Give the records below as a two-column CSV with the headers "request" and "points". Put one row per record, place each field in double quotes with line breaks replaced by spaces, and leave out the pictures.

RECORDED DATA
---------------

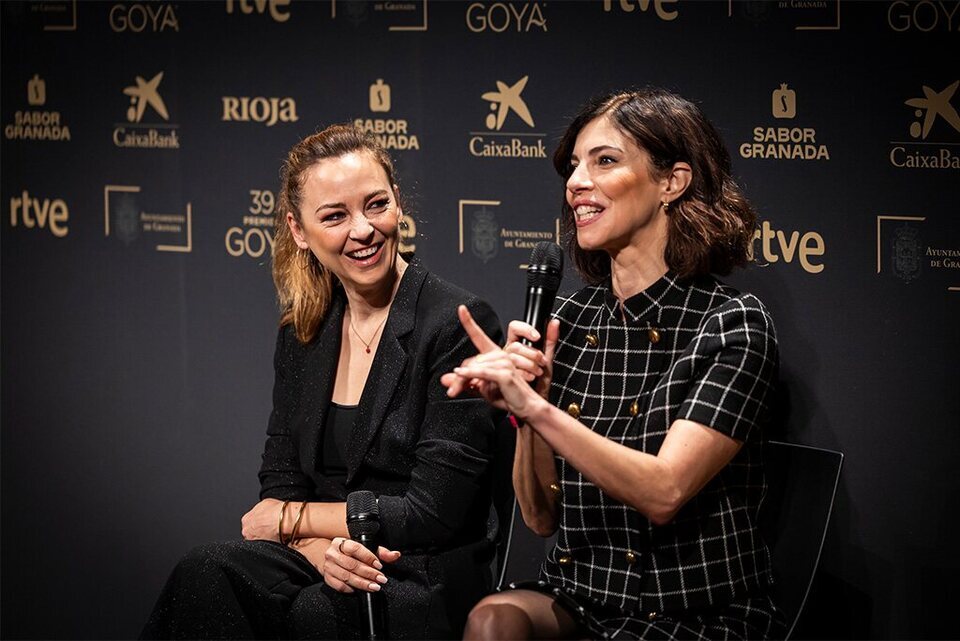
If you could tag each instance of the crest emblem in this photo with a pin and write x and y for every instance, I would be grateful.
(125, 219)
(907, 252)
(485, 231)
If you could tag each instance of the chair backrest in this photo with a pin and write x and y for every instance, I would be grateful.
(523, 551)
(801, 486)
(500, 522)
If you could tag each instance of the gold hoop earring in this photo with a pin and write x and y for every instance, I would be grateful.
(303, 257)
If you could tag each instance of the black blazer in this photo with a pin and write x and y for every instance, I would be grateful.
(426, 456)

---------------

REPLY TO THE EXERCISE
request,points
"If you could tag each instance of the crest emblem in this photo with a pin and write x and y for every instance, I would be grateful.","(125, 219) (907, 252) (485, 231)"
"If you could tag each instance of the chair backrest in this photo with a pin and write x and y for every instance, I would be grateful.","(523, 551) (801, 486) (500, 522)"
"If you could tag each instance of the gold hoop earring in this photo with a pin and write x and y for every instance, I would be grateful.","(303, 257)"
"If you could tag each instance of the black blazer in this photo with a pin and write x and y for every instance, I would be grateful.","(426, 456)"